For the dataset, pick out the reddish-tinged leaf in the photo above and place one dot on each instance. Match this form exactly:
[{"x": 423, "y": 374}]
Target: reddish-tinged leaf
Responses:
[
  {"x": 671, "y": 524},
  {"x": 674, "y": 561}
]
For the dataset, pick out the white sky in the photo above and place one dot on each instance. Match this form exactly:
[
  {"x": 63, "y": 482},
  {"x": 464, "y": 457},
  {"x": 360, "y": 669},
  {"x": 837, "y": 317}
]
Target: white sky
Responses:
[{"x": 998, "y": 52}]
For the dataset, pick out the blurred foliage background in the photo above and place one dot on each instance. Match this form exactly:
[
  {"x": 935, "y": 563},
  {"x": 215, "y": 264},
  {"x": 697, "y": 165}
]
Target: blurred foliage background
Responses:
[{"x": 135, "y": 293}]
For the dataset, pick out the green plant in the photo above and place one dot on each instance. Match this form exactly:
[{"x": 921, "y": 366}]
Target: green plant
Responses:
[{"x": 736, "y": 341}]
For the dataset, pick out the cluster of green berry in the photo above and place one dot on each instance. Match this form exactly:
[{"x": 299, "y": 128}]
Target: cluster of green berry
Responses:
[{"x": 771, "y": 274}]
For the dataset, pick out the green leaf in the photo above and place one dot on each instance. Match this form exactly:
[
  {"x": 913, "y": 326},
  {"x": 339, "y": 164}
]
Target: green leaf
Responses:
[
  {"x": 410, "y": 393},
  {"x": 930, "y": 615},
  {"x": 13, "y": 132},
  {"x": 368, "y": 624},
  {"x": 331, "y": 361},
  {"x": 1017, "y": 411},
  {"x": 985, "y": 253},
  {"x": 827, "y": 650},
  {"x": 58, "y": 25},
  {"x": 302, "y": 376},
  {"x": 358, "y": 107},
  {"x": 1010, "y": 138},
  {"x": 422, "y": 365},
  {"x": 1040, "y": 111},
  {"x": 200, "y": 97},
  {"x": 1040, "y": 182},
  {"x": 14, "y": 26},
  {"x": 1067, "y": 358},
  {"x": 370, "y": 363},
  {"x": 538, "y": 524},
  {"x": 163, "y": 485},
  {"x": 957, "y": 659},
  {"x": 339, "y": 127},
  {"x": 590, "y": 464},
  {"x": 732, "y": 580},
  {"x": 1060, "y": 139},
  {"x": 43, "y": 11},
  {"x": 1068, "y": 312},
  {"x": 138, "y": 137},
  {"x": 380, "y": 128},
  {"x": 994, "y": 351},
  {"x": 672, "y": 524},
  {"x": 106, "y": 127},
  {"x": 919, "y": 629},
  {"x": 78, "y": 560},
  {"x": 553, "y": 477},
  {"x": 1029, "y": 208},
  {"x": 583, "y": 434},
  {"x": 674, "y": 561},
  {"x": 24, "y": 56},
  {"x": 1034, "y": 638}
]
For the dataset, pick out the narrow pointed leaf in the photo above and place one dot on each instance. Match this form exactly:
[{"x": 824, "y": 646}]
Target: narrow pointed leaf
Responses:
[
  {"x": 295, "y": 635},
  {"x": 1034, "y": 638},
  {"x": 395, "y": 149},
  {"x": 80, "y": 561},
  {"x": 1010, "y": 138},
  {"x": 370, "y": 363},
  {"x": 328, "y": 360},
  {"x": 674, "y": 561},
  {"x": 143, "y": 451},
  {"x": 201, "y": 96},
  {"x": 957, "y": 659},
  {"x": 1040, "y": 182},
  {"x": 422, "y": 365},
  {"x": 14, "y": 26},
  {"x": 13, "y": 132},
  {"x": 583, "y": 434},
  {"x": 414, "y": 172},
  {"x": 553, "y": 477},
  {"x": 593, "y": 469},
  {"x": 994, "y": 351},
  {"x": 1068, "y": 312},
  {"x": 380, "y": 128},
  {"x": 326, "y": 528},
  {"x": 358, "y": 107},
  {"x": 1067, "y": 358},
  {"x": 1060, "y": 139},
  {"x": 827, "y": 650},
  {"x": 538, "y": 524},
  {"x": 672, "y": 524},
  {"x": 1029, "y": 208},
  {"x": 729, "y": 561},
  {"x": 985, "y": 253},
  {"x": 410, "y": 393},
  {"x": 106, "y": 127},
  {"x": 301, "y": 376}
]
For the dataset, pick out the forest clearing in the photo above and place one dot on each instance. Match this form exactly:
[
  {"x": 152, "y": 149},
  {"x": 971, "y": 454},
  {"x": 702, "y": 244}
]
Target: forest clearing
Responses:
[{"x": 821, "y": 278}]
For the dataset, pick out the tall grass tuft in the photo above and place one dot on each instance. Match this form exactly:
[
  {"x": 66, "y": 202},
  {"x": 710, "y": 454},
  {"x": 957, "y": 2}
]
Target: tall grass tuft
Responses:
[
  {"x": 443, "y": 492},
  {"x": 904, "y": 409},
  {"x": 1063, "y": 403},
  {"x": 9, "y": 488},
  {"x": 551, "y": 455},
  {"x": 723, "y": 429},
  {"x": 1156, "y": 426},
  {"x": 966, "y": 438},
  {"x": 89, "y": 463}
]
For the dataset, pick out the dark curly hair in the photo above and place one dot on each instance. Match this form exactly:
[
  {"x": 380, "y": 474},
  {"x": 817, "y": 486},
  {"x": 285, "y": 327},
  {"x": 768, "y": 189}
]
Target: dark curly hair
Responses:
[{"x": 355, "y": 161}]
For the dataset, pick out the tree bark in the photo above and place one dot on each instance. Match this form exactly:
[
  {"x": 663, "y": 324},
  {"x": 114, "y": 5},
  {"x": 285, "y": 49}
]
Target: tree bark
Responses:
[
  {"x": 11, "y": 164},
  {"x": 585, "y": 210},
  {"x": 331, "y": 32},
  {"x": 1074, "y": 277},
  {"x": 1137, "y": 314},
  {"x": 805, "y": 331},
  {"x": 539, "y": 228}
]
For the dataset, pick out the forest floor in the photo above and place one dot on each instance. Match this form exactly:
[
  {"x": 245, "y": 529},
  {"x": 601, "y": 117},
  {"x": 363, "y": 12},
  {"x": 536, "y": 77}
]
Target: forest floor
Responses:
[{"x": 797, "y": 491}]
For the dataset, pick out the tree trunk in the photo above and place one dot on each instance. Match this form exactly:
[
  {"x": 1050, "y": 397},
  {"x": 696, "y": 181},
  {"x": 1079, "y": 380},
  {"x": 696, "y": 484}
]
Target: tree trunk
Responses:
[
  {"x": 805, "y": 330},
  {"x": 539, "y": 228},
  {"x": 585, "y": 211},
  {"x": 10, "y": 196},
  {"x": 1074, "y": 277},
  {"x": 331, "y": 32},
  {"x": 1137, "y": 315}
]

:::::

Reproduce each entry word for word.

Exercise result ->
For the dataset, pick out the reddish-tinged leaf in the photo above and place one dot on each instance. Match this form exactly:
[{"x": 423, "y": 374}]
Target: reddish-tinged leaf
Responses:
[
  {"x": 671, "y": 524},
  {"x": 674, "y": 561}
]
For the dataset, pick out the white sky in the photo above and place one dot on each instance. Match this form exactly:
[
  {"x": 63, "y": 482},
  {"x": 464, "y": 457},
  {"x": 360, "y": 669},
  {"x": 837, "y": 317}
]
Target: white sky
Responses:
[{"x": 998, "y": 52}]
For the dataset, pick out the blurred foliage background in the photo above and place one dot on each instance. Match this form exactly:
[
  {"x": 935, "y": 563},
  {"x": 215, "y": 264},
  {"x": 697, "y": 165}
]
Target: blurred foliage background
Responses:
[{"x": 135, "y": 293}]
For the dataset, pick out the green plant in the photo above and place one dot on each instance. Match this form exactly:
[{"x": 921, "y": 366}]
Target: green plant
Responses:
[{"x": 736, "y": 341}]
For the dataset, pick out the cluster of green berry in the photo above and place one dot on each instance. Match this form exactly:
[{"x": 299, "y": 128}]
Target: cluster of green berry
Responses:
[{"x": 771, "y": 274}]
For the dataset, pick out the green leaf in the photo above and place one dot on each instance. Match this form exactly:
[
  {"x": 913, "y": 326},
  {"x": 339, "y": 164}
]
Target: green leaf
Responses:
[
  {"x": 410, "y": 393},
  {"x": 930, "y": 615},
  {"x": 13, "y": 132},
  {"x": 368, "y": 624},
  {"x": 331, "y": 361},
  {"x": 1017, "y": 411},
  {"x": 985, "y": 253},
  {"x": 827, "y": 650},
  {"x": 58, "y": 25},
  {"x": 302, "y": 376},
  {"x": 358, "y": 107},
  {"x": 1010, "y": 138},
  {"x": 422, "y": 365},
  {"x": 1040, "y": 111},
  {"x": 200, "y": 97},
  {"x": 1040, "y": 182},
  {"x": 14, "y": 26},
  {"x": 1067, "y": 358},
  {"x": 370, "y": 363},
  {"x": 538, "y": 524},
  {"x": 163, "y": 485},
  {"x": 957, "y": 659},
  {"x": 339, "y": 127},
  {"x": 590, "y": 464},
  {"x": 732, "y": 580},
  {"x": 1060, "y": 139},
  {"x": 43, "y": 11},
  {"x": 1068, "y": 312},
  {"x": 138, "y": 137},
  {"x": 380, "y": 128},
  {"x": 994, "y": 351},
  {"x": 672, "y": 524},
  {"x": 106, "y": 127},
  {"x": 919, "y": 629},
  {"x": 78, "y": 560},
  {"x": 553, "y": 477},
  {"x": 1029, "y": 208},
  {"x": 583, "y": 434},
  {"x": 674, "y": 561},
  {"x": 24, "y": 56},
  {"x": 1034, "y": 638}
]
For the dataset, pick out the narrow pointed leaf in the photo above and place one dot on each instance. Match this form exactly:
[{"x": 824, "y": 646}]
Target: narrow pointed leaf
Responses:
[
  {"x": 295, "y": 635},
  {"x": 1034, "y": 638},
  {"x": 395, "y": 149},
  {"x": 80, "y": 561},
  {"x": 1010, "y": 138},
  {"x": 370, "y": 363},
  {"x": 328, "y": 360},
  {"x": 674, "y": 561},
  {"x": 143, "y": 451},
  {"x": 201, "y": 96},
  {"x": 957, "y": 659},
  {"x": 1040, "y": 182},
  {"x": 422, "y": 365},
  {"x": 14, "y": 26},
  {"x": 13, "y": 132},
  {"x": 583, "y": 434},
  {"x": 414, "y": 172},
  {"x": 553, "y": 477},
  {"x": 593, "y": 469},
  {"x": 994, "y": 351},
  {"x": 1068, "y": 312},
  {"x": 380, "y": 128},
  {"x": 326, "y": 528},
  {"x": 358, "y": 107},
  {"x": 1067, "y": 358},
  {"x": 1060, "y": 139},
  {"x": 827, "y": 650},
  {"x": 538, "y": 524},
  {"x": 672, "y": 524},
  {"x": 1029, "y": 208},
  {"x": 729, "y": 561},
  {"x": 985, "y": 253},
  {"x": 410, "y": 393},
  {"x": 106, "y": 127},
  {"x": 301, "y": 376}
]
For the dataset, pick out the forest clearing in the photo above and place one dot on each instance. Match this form exactly:
[
  {"x": 152, "y": 149},
  {"x": 971, "y": 454},
  {"x": 702, "y": 244}
]
Target: forest clearing
Responses:
[{"x": 821, "y": 278}]
For the dataset, pick out the tall grass tuft in the photo above and place one dot on each instance. Match this form exactly:
[
  {"x": 66, "y": 202},
  {"x": 710, "y": 454},
  {"x": 957, "y": 2}
]
Target: tall grass tuft
Responses:
[
  {"x": 443, "y": 492},
  {"x": 904, "y": 409},
  {"x": 1063, "y": 403},
  {"x": 9, "y": 488},
  {"x": 551, "y": 455},
  {"x": 723, "y": 429},
  {"x": 1156, "y": 426},
  {"x": 966, "y": 438},
  {"x": 89, "y": 463}
]
For the dataset, pick out the dark curly hair in the photo above and place one dot on each instance. Match this form exactly:
[
  {"x": 380, "y": 474},
  {"x": 817, "y": 486},
  {"x": 285, "y": 327},
  {"x": 768, "y": 189}
]
Target: dark curly hair
Responses:
[{"x": 355, "y": 161}]
For the dataset, pick out the tree bark in the photo above and place one dot on each instance. Match this form exactly:
[
  {"x": 663, "y": 324},
  {"x": 114, "y": 5},
  {"x": 285, "y": 49}
]
Target: tree bark
Responses:
[
  {"x": 11, "y": 164},
  {"x": 585, "y": 210},
  {"x": 331, "y": 32},
  {"x": 1074, "y": 277},
  {"x": 1137, "y": 314},
  {"x": 805, "y": 331},
  {"x": 539, "y": 228}
]
For the dataset, pick out the forest floor in the photo above and place one dot on each instance. Match this form exactly:
[
  {"x": 245, "y": 529},
  {"x": 601, "y": 117},
  {"x": 363, "y": 12},
  {"x": 536, "y": 77}
]
Target: forest floor
Responses:
[{"x": 797, "y": 491}]
For the dataset, pick out the tree trunk in the photo above and place one dot on each instance. Match this form exactly:
[
  {"x": 1050, "y": 397},
  {"x": 696, "y": 181},
  {"x": 1079, "y": 380},
  {"x": 696, "y": 484}
]
Target: tree trunk
Responses:
[
  {"x": 805, "y": 330},
  {"x": 539, "y": 228},
  {"x": 585, "y": 211},
  {"x": 10, "y": 196},
  {"x": 1074, "y": 277},
  {"x": 331, "y": 32},
  {"x": 1137, "y": 315}
]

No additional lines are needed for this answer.